» Records for processing:
╭──

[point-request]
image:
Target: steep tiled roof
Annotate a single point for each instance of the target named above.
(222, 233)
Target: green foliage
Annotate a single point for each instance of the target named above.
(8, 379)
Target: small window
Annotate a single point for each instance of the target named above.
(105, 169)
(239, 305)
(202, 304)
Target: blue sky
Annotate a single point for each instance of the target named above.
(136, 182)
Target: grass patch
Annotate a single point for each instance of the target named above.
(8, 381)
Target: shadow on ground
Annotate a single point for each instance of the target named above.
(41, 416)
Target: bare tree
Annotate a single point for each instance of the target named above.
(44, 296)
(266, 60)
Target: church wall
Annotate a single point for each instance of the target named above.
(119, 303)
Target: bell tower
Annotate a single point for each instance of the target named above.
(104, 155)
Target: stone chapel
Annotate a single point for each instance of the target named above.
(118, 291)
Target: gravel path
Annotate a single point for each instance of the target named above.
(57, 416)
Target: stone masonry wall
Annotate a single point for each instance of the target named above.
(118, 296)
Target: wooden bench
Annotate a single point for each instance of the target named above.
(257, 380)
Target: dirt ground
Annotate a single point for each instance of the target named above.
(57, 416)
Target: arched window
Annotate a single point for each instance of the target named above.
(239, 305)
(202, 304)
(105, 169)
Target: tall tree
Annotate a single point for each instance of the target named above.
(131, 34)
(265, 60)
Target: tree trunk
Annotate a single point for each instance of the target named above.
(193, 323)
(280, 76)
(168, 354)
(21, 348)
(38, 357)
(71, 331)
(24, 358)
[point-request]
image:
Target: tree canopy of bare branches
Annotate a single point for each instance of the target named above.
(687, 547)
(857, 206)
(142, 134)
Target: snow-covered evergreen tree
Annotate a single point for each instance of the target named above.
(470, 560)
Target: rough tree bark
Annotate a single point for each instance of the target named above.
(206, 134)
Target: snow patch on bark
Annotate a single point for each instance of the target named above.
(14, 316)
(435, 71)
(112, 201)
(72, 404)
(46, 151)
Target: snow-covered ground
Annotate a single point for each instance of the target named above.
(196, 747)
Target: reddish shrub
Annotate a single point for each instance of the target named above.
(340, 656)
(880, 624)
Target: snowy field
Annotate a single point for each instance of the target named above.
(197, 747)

╰──

» Aim:
Add 123 to both coordinates of every answer point from the line with "Target: tree trunk" through the end of the items, and write out all of those lines again, with the other lines left unchanged.

» Answer in full:
Target: tree trunk
Annotate a single point for each instance of the target named above.
(316, 446)
(403, 199)
(291, 477)
(144, 471)
(161, 480)
(194, 454)
(147, 481)
[point-request]
image:
Target: tree canopy of bare branches
Annotate a single point for each instance of the target named above.
(810, 670)
(980, 329)
(265, 257)
Target: snow-covered evergreen tree
Annotate a single point for each instance of the target named above.
(593, 683)
Target: rough tree bark
Annotate a single point for each instance of the target named above.
(329, 257)
Target: snow patch on bark
Annotate a single point for each instance of the target named above.
(137, 439)
(558, 194)
(235, 324)
(195, 527)
(169, 274)
Target: snow-covered ground
Annotate a single point for each instance of the target named above.
(319, 870)
Target: reddish shrub
Annotate a single point for each instance of the target named above.
(463, 779)
(1003, 747)
Target: snowy field
Annotate a single point for each instance of the target named above.
(320, 870)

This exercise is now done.